» YOUR TASK: Tally the lines in the records below that contain the string "black", treating uppercase and lowercase as different. Reply with the number alone.

» Coordinate labeling data:

┌────────

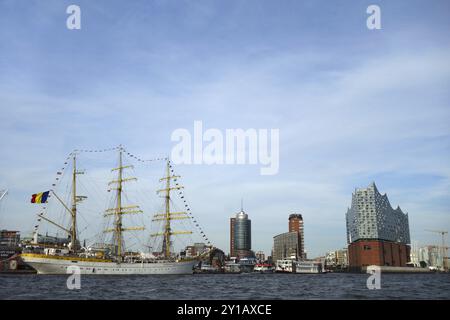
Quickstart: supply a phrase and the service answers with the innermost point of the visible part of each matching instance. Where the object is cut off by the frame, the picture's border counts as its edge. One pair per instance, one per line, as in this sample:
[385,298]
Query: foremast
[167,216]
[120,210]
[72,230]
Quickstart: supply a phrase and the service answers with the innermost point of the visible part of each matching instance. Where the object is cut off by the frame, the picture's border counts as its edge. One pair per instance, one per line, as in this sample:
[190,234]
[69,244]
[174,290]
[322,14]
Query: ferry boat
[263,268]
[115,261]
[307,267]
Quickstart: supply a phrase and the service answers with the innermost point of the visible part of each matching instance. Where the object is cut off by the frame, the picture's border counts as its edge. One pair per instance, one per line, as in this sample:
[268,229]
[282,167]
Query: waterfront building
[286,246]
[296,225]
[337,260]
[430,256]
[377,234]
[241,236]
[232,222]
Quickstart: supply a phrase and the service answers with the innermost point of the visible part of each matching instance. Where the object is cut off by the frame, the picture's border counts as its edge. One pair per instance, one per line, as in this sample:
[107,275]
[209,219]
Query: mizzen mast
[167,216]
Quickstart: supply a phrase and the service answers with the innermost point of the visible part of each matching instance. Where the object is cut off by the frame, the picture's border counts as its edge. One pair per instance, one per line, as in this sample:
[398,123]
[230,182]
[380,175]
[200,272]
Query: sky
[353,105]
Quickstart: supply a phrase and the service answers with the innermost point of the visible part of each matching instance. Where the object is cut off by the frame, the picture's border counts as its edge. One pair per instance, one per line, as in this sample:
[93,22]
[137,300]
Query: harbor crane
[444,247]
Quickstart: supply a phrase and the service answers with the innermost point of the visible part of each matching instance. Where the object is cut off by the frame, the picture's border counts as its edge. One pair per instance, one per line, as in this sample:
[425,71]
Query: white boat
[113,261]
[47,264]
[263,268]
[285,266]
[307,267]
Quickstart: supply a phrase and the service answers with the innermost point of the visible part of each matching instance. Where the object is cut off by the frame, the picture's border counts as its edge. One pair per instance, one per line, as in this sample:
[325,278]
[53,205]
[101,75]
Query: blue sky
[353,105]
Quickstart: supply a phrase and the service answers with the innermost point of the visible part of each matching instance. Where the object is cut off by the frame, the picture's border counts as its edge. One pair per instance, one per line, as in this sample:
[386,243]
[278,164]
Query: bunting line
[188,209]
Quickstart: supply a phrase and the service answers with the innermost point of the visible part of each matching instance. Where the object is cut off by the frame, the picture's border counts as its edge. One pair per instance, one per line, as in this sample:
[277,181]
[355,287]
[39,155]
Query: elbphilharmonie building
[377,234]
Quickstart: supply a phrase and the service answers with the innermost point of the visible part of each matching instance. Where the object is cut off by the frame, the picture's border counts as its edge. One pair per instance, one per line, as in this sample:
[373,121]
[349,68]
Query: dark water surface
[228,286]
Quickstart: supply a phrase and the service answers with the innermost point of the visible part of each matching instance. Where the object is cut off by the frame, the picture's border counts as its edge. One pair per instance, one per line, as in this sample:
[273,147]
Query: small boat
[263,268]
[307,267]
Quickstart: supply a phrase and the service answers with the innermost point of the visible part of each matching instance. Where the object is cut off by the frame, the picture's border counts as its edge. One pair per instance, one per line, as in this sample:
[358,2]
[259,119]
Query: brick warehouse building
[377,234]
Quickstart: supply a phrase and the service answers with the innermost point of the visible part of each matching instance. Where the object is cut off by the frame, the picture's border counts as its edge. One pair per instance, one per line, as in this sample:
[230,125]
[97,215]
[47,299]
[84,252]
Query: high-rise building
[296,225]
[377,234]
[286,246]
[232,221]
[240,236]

└────────
┌────────

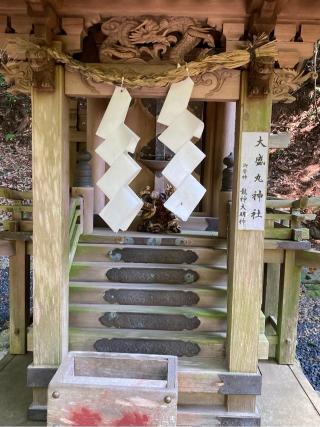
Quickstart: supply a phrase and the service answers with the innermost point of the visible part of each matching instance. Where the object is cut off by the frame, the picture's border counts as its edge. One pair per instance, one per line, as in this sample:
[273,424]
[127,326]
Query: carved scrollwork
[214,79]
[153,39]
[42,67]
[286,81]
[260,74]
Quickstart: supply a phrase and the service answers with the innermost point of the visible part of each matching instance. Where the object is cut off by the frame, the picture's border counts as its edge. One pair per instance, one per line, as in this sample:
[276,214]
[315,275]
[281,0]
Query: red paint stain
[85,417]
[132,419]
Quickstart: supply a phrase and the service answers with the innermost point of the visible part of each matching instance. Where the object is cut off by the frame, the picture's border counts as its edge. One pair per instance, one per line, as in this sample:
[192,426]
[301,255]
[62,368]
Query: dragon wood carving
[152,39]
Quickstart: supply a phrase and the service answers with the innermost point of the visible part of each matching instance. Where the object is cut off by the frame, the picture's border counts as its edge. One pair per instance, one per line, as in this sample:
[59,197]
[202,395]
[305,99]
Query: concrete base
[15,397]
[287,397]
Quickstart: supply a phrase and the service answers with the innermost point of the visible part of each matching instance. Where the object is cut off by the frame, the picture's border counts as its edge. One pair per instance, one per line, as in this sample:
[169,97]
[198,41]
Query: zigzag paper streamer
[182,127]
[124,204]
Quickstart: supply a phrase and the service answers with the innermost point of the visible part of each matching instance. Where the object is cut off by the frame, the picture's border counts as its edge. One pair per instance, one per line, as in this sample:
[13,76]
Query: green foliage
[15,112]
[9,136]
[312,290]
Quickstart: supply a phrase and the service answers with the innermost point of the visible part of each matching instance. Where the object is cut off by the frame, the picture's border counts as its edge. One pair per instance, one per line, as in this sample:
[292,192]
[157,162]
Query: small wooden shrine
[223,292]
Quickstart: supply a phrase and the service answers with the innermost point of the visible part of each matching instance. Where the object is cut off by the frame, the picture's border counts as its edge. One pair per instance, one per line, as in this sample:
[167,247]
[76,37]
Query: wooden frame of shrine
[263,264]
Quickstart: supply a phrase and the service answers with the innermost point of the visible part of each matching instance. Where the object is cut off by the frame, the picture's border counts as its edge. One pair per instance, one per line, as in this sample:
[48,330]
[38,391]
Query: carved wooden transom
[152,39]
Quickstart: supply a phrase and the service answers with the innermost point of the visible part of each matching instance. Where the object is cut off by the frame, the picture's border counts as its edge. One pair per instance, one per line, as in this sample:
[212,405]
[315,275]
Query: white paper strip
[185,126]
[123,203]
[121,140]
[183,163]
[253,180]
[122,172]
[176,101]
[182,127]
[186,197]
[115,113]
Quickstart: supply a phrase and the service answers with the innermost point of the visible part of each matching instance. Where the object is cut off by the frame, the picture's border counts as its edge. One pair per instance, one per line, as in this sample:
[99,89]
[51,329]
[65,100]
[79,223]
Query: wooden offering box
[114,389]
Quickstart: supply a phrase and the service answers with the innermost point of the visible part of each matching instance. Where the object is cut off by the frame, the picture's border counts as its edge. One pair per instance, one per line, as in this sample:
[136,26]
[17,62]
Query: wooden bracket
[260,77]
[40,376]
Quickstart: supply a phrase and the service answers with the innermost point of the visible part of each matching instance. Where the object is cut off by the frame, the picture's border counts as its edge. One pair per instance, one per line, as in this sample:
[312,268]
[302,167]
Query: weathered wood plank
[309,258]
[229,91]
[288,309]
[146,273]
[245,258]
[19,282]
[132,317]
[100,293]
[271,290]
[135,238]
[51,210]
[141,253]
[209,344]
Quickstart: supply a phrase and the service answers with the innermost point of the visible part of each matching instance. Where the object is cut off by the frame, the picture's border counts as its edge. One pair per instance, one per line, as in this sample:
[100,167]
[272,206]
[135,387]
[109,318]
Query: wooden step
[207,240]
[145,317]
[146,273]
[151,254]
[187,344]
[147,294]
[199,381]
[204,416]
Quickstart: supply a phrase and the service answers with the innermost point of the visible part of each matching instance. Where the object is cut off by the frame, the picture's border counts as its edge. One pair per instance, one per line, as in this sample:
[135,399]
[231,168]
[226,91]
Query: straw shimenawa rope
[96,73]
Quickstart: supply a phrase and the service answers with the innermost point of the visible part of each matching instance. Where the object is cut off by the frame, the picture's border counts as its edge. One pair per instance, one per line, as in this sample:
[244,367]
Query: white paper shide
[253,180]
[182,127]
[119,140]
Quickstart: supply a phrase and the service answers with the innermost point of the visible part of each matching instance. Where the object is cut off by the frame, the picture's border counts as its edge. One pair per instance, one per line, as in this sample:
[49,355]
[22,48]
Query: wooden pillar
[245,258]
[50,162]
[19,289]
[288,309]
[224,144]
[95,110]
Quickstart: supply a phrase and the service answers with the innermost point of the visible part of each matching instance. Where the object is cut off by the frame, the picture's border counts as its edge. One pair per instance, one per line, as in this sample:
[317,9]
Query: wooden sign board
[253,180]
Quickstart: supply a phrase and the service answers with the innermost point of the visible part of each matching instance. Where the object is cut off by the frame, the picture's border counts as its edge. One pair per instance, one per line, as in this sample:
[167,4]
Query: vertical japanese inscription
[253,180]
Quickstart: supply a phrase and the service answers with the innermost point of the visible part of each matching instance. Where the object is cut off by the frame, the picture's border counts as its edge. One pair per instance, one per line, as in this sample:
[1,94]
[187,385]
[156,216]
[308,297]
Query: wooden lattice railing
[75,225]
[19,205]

└────────
┌────────

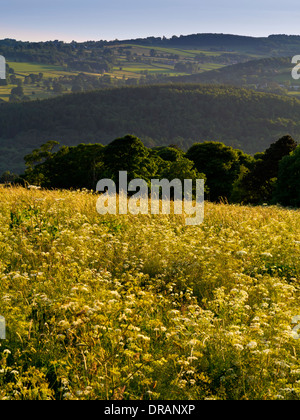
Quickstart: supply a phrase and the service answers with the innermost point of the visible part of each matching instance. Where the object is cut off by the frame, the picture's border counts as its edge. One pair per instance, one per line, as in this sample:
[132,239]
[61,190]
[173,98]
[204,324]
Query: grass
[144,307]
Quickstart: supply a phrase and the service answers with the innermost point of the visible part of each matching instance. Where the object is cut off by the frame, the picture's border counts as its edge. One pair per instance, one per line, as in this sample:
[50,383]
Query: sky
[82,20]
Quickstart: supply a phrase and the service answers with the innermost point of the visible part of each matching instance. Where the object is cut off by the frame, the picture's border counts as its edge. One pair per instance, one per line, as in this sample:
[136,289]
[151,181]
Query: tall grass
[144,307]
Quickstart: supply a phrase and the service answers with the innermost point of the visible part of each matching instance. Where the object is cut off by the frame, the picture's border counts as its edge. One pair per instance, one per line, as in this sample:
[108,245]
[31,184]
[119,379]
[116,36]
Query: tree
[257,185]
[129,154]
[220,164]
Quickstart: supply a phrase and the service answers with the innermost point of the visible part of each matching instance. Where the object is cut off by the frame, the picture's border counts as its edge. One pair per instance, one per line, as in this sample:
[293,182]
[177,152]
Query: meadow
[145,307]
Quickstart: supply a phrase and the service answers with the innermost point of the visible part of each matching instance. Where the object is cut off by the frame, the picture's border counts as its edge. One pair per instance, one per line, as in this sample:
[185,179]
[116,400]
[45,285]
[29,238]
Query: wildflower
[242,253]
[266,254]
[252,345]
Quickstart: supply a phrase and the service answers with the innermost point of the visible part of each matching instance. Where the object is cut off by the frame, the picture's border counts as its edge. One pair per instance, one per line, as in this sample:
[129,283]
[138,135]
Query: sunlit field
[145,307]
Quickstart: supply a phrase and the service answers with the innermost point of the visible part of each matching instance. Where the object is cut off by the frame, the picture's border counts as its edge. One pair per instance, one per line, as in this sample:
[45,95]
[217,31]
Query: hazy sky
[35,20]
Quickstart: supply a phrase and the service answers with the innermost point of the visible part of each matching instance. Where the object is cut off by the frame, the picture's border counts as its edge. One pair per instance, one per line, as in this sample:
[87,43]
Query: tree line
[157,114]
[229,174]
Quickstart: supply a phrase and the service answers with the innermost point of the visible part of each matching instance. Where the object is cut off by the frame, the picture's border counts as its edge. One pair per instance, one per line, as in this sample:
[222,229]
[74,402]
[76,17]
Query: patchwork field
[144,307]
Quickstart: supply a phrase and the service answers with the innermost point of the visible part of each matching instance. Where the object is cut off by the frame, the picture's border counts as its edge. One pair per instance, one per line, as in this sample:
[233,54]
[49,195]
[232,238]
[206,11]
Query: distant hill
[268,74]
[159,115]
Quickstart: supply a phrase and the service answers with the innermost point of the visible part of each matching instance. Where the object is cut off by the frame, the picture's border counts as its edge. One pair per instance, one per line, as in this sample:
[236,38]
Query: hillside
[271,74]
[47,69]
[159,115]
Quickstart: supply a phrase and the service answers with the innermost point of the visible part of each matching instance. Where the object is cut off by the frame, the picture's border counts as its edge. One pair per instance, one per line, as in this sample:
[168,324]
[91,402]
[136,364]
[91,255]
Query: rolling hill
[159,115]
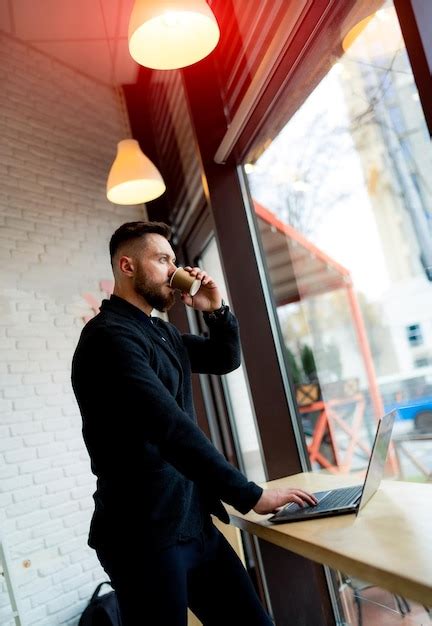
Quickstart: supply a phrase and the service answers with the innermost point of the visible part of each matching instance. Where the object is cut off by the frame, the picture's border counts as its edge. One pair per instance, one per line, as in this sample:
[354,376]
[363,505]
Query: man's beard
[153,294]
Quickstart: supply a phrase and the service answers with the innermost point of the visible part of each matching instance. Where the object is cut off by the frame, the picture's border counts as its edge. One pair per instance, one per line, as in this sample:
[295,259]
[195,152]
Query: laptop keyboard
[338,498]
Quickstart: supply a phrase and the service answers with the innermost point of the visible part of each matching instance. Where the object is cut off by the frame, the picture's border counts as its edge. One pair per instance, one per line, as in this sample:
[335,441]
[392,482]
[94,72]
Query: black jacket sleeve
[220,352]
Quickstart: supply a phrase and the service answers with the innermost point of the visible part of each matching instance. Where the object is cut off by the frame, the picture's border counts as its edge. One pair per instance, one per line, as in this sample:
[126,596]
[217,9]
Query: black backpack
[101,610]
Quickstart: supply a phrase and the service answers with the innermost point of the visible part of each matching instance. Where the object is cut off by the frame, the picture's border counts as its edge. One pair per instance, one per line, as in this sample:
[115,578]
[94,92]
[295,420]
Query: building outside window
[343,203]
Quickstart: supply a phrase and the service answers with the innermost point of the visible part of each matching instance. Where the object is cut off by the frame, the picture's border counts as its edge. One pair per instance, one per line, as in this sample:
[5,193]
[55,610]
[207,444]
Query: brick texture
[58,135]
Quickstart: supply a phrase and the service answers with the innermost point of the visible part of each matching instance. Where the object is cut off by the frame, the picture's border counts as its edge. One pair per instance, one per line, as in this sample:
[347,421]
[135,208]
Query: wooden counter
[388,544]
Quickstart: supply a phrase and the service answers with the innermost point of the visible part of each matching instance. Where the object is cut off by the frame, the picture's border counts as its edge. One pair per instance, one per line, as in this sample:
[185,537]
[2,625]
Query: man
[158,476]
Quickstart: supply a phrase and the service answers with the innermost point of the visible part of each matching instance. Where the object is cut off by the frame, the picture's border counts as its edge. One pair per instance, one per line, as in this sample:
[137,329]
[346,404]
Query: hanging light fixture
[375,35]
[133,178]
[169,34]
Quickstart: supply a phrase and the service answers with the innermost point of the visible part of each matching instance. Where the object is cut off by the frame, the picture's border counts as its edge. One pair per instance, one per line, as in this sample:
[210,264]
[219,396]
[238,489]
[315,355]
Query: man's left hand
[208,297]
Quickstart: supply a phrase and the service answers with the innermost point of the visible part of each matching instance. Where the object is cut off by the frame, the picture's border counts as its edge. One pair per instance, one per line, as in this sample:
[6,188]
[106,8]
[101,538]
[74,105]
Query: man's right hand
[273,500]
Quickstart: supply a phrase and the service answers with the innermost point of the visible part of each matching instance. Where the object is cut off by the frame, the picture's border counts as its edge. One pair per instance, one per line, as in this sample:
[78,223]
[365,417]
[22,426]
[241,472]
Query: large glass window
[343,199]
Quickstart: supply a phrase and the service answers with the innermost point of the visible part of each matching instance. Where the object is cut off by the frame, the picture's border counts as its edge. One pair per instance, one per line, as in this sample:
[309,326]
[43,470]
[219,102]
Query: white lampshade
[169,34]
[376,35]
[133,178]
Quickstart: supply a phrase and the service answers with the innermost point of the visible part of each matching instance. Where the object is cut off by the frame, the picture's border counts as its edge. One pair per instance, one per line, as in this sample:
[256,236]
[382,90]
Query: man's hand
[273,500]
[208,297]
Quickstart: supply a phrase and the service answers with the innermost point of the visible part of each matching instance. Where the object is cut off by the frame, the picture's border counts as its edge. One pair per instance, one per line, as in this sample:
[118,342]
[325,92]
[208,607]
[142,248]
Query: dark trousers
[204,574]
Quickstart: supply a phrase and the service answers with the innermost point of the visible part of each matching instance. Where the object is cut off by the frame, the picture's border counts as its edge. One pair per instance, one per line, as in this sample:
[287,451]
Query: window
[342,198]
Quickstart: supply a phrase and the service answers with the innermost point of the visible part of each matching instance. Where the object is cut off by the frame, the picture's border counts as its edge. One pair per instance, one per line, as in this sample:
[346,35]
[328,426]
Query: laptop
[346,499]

└────────

» EXERCISE ANSWER: 2